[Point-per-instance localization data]
______________________________

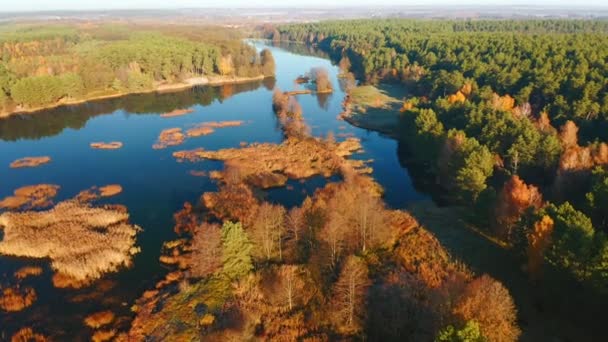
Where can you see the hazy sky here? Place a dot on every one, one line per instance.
(43, 5)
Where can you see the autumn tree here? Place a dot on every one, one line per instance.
(267, 62)
(226, 65)
(349, 295)
(280, 102)
(487, 302)
(515, 197)
(369, 220)
(206, 250)
(470, 332)
(333, 235)
(291, 285)
(597, 197)
(268, 231)
(236, 251)
(465, 164)
(185, 220)
(568, 134)
(344, 64)
(321, 78)
(539, 239)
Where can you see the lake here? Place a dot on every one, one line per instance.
(154, 184)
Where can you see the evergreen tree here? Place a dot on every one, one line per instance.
(236, 255)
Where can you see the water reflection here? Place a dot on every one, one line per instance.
(53, 121)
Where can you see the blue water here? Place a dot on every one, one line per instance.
(154, 184)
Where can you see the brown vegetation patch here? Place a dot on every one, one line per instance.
(103, 335)
(14, 299)
(30, 162)
(199, 131)
(110, 190)
(27, 335)
(30, 197)
(113, 145)
(198, 173)
(267, 165)
(99, 319)
(28, 271)
(169, 137)
(82, 242)
(97, 192)
(176, 112)
(299, 92)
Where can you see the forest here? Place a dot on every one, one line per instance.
(509, 119)
(46, 65)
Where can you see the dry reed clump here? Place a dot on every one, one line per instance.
(103, 335)
(30, 197)
(30, 162)
(97, 192)
(14, 299)
(169, 137)
(110, 190)
(99, 319)
(198, 173)
(176, 112)
(27, 335)
(267, 165)
(82, 242)
(113, 145)
(207, 128)
(28, 271)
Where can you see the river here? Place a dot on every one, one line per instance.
(154, 184)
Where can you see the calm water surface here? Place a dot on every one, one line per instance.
(154, 184)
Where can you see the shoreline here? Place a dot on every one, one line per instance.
(162, 88)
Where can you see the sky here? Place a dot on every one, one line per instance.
(49, 5)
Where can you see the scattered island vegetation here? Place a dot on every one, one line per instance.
(83, 242)
(44, 66)
(175, 136)
(30, 162)
(113, 145)
(508, 117)
(31, 197)
(177, 112)
(338, 266)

______________________________

# Aim of the exercise
Pictures stay out; the data above is to be returned exactly.

# Task answer
Where can you see the hazy sky here? Place a dot on every one, one line per instance.
(43, 5)
Where can you see the autumn tree here? Place a dot on every one, one line per instance.
(267, 62)
(226, 65)
(349, 295)
(280, 102)
(487, 302)
(515, 197)
(369, 220)
(206, 250)
(470, 332)
(333, 235)
(291, 285)
(597, 197)
(268, 231)
(236, 251)
(465, 164)
(185, 220)
(568, 134)
(344, 64)
(321, 78)
(539, 239)
Where can you see the lake here? Place a dot on every one, one line per instance.
(154, 184)
Where can you see the evergreen tree here? Place a dot on every one, one line per instance.
(236, 255)
Where can you see the water reflection here? Place a dot on every one, one line per instance.
(53, 121)
Where can you see the blue water here? Place a dot on every one, one line per instance.
(154, 184)
Where can you see the brown vegetation patch here? Place a dot on every one, one line per instance.
(103, 335)
(14, 299)
(30, 162)
(199, 131)
(110, 190)
(27, 335)
(30, 197)
(113, 145)
(198, 173)
(267, 165)
(99, 319)
(28, 271)
(169, 137)
(82, 242)
(97, 192)
(176, 112)
(299, 92)
Where can you see the forest here? Place a dot on every one, one line per instance.
(509, 119)
(46, 65)
Where can you see the dry reed clump here? Place a dot on every one, one line per instance.
(103, 335)
(30, 197)
(30, 162)
(97, 192)
(14, 299)
(169, 137)
(110, 190)
(99, 319)
(198, 173)
(176, 112)
(27, 335)
(267, 165)
(82, 242)
(113, 145)
(207, 128)
(28, 271)
Where can you see the river here? Place a dot on every one, one line per instance.
(154, 184)
Where can you see the calm water surface here? Place a dot on every one, one line per instance.
(154, 184)
Where can you see the shoreline here? Place a dot on every one, one line per instance.
(162, 88)
Where can you see the sky here? Place a dot on every one, one line per instance.
(49, 5)
Where can you see the scattered island vegetation here? Place a dot on every one, one line per instance.
(83, 242)
(44, 66)
(175, 136)
(30, 162)
(113, 145)
(508, 117)
(31, 197)
(177, 112)
(338, 266)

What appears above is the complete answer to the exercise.